#### Exercise directions
Since pictures are not wanted in the copy, output only the rest of each record exactly.

Point localization data:

# # #

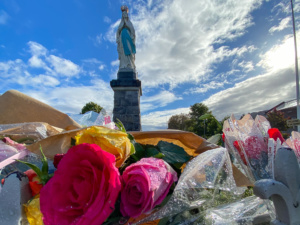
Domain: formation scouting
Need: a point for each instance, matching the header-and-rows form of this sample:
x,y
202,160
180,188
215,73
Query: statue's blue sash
x,y
125,40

# # #

#### Response to this task
Domain: formation scouting
Need: a point for each instance, matching the header-and-rows form of this sample:
x,y
202,160
180,188
215,73
Query: statue's blue sash
x,y
125,40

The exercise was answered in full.